◆ Consegna
Ricopia senza modifiche la parte del brano fornito che comincia con "Ottimo invece di" e prosegue fino a "sua funzione principale.".

◆ Brano fornito
---+---
Le stelle (Michelin o in politica) funzionano solo se brillano di realta’, e non di fama. Altrimenti si rischia di farla, la fame, invece che constratarla.
Diffidate delle apparenze. Ma anche delle pietanze. Specialmente di quelle che fanno solo pieta’.

Alta Mediocrita’

L’efficienza cinese e’ nota per ottenere il miglior rapporto costo-risultato.
Tuttavia, gli inventori del Made in, sono riusciti a dare prova di grande produttivita’ anche nella velocita’ di realizzazione di opere che non siano imitazione di qualcos’altro.
Nella provincia del Fujian, nel sud della Cina, 1.500 lavoratori hanno realizzato una linea ferroviaria in sole 9 ore.
Il segreto sta nell’organizzazione: gli uomini sono stati schierati in sette unita’ per affrontare compiti diversi contemporaneamente.
Mentre da noi ci si vanta dell’Alta Velocita’ sui binari (spesso accompagnata da ingenti ritardi, per bilanciare), in Cina possono vantarsi dell’Alta Velocita’ Manuale per costruire i binari.
Non e’ poco: se pensiamo a quanti minuti si accumulano perche’ i treni devono aspettarsi vicendevolmente, nella staffetta del chi arriva prima ritarda gli altri, puo’ dare l’idea di come rendere una ferrovia un posto piu’ efficiente.
Pensate a quante cose si possono realizzare in 9 ore: una tratta aerea RomaAbu Dhabi, 2 puntate di Barbara D’Urso e adesso anche una linea ferroviaria.
In Italia, forse, 9 ore servono solo per ottenere il certificato di rilascio di inizio attivita’. Con una data approssimativa, molto approssimativa, sulla data di fine attivita’. Che cosa scrivono a farla poi, se quasi mai viene rispettata.
Cos’e’, una gara a chi sfora di piu’? O un’etichetta tipo la scadenza nei cetrioli? Preferibilmente, ma tanto non se lo fila nessuno.
Per una volta potremmo essere noi a imitare i Cinesi, mettendo da parte la burocrazia e schierando i nostri talenti migliori.
Perche’ ne abbiamo tanti, ma spesso ce ne ricordiamo al momento sbagliato: troppo tardi.

L’insegna di-pendente

A Canicattì, provincia di Agrigento, i genitori di un ragazzo appena diplomato sono ricorsi al Tar perche’ il figlio aveva ottenuto la licenza media con la valutazione di 9/10 invece che 10/10.
Ottimo invece di Eccellente.
E’ chiaro che le aspirazioni di un genitore siano quelle di ottenere il meglio per il proprio figlio, ma la differenza sta tutta in quella preposizione: si desidera il meglio per lui, ma non da lui.
E cosi’ se il meglio non gli viene riconosciuto, allora lo si pretende da altri, andando a sindacare le scelte legittime di un’istituzione come quella scolastica che, piu’ che giudicare, ha nell’insegnare la sua funzione principale.
---+---
◆ Dati forniti

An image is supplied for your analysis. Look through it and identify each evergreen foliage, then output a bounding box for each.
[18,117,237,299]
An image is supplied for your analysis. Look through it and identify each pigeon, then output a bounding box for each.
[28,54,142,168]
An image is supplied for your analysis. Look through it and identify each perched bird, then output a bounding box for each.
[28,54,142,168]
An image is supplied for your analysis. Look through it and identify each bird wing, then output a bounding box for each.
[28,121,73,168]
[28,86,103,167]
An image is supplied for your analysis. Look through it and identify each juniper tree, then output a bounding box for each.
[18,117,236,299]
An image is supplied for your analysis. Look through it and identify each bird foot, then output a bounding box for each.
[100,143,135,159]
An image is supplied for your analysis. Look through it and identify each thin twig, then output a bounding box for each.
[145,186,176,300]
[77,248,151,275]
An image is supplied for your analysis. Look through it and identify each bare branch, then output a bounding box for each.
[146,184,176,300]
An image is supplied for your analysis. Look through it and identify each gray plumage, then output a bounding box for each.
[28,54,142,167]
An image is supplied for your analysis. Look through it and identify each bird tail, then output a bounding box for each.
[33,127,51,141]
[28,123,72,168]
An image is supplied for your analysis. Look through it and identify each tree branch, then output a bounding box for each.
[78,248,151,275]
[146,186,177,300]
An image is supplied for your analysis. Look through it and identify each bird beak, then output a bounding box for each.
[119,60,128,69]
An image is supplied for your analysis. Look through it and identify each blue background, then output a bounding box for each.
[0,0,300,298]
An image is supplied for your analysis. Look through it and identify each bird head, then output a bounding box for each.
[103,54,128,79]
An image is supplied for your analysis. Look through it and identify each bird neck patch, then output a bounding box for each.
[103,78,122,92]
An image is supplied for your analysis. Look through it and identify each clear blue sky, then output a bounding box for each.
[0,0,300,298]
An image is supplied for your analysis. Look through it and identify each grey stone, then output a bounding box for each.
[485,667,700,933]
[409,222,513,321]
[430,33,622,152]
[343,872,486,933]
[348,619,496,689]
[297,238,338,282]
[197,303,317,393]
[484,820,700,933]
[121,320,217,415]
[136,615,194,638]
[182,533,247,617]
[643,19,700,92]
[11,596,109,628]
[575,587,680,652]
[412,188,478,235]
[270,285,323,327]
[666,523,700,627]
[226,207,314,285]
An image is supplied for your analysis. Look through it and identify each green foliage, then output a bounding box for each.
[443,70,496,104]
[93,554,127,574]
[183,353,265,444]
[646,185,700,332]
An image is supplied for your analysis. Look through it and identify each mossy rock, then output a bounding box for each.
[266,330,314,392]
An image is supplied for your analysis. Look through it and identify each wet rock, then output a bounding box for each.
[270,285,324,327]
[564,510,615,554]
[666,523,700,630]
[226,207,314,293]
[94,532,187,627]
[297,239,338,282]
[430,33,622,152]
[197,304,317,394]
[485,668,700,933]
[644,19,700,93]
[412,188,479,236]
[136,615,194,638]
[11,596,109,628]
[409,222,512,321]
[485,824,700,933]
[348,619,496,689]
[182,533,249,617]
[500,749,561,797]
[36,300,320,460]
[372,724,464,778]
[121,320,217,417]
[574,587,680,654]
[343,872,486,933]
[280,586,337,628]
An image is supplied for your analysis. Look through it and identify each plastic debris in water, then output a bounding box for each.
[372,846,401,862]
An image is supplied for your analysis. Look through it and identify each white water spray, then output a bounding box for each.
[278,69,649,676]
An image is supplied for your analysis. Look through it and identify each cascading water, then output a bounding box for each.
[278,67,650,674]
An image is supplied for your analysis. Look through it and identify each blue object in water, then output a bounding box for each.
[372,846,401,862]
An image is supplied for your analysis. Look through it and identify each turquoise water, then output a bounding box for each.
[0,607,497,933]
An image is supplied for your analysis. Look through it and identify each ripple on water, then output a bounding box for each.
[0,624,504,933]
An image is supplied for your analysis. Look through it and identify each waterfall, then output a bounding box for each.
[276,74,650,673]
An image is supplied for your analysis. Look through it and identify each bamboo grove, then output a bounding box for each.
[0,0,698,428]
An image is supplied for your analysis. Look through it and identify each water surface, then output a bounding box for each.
---+---
◆ Soluzione
Ottimo invece di Eccellente.
E’ chiaro che le aspirazioni di un genitore siano quelle di ottenere il meglio per il proprio figlio, ma la differenza sta tutta in quella preposizione: si desidera il meglio per lui, ma non da lui.
E cosi’ se il meglio non gli viene riconosciuto, allora lo si pretende da altri, andando a sindacare le scelte legittime di un’istituzione come quella scolastica che, piu’ che giudicare, ha nell’insegnare la sua funzione principale.